What this task involves: Please pull out every line in the entries below that contains the string "chapel", and copy each such line unchanged.

Rows:
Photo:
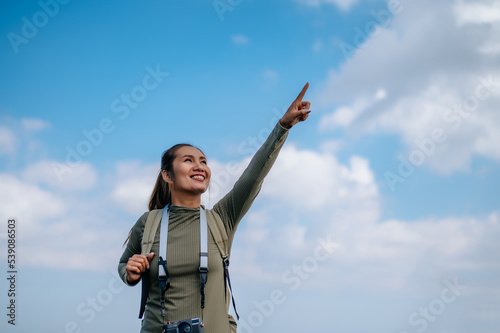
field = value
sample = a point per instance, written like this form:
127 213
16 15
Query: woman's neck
186 201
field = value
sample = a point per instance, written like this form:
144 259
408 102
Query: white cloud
32 124
7 141
81 177
28 202
420 71
314 180
133 185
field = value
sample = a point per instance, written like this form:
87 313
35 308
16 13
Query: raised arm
237 202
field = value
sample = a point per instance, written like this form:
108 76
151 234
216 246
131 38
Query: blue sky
397 167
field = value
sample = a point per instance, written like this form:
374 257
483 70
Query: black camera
194 325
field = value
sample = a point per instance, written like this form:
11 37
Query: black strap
144 292
227 280
203 279
164 280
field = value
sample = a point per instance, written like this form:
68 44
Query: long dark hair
161 196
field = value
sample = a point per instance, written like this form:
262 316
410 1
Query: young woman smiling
183 178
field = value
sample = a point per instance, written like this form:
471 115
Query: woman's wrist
284 125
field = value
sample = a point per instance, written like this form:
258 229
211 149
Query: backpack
219 234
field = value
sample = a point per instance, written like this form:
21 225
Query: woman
184 177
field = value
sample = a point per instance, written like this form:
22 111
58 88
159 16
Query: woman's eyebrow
188 155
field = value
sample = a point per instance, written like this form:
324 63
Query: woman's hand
136 265
298 111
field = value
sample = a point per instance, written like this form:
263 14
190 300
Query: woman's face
191 172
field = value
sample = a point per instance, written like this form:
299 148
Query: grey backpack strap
148 238
219 233
163 276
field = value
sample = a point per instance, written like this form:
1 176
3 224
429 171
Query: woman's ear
166 176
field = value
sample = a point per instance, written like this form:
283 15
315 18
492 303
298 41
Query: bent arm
133 247
237 202
233 206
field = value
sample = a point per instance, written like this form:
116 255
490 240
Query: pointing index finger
303 92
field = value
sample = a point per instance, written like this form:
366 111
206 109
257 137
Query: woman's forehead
189 151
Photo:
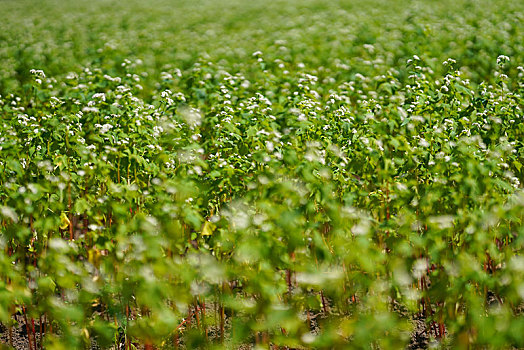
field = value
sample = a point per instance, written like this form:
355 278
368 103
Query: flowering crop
322 175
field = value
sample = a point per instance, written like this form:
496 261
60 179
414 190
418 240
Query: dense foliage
290 174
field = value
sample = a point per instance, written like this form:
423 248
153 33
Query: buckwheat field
200 174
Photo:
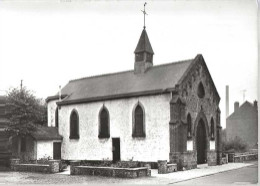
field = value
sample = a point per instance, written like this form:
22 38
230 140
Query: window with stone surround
189 126
138 122
57 118
201 91
23 144
212 129
74 125
104 131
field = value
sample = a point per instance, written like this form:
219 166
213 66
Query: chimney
227 101
236 106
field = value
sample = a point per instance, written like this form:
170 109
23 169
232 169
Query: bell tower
143 52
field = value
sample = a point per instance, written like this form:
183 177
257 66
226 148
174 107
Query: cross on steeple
144 12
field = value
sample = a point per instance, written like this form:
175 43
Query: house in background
243 123
44 142
163 112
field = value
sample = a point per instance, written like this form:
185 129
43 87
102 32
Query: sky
46 43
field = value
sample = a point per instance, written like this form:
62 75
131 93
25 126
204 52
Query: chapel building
153 112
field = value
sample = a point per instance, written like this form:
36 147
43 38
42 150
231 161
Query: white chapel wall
153 147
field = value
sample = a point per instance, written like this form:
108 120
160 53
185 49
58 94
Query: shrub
235 145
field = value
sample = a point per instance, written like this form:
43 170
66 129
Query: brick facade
200 107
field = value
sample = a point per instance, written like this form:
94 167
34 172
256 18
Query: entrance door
116 149
57 150
201 143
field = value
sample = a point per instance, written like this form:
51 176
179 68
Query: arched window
104 123
201 91
189 126
138 127
212 129
57 118
74 125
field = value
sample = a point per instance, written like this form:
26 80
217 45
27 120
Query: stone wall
51 167
90 147
165 168
212 158
77 169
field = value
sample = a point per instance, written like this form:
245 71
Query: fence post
73 164
54 166
13 163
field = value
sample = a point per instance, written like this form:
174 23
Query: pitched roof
144 44
46 133
156 79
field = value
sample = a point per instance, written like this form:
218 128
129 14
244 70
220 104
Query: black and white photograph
129 92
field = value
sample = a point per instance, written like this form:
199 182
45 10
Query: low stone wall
185 160
77 169
212 158
241 157
224 160
122 164
164 168
246 157
51 167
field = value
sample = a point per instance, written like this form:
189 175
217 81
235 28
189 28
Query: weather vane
144 12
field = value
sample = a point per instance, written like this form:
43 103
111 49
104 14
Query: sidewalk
200 171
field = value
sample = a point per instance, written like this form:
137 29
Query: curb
210 174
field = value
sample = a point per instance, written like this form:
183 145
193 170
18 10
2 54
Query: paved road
243 176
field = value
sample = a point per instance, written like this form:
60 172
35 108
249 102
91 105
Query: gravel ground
37 178
9 177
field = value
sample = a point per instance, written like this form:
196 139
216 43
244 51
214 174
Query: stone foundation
77 169
164 168
51 167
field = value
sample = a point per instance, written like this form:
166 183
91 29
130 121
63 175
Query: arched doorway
201 143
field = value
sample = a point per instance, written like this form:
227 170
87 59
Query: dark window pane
104 124
139 121
74 124
23 144
56 118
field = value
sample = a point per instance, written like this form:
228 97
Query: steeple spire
144 12
143 51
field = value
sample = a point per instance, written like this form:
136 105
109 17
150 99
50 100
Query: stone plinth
73 164
54 166
162 166
13 163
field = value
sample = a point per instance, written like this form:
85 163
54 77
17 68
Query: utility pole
21 84
244 94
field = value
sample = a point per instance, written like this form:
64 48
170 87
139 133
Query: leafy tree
24 112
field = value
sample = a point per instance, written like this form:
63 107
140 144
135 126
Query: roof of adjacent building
144 44
46 133
246 110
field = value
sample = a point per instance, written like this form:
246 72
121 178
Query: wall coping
43 165
114 168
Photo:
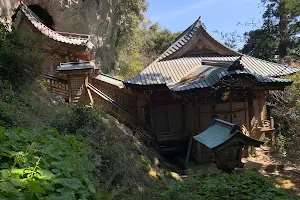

Finished answer:
Query: chapel building
Query: white chapel wall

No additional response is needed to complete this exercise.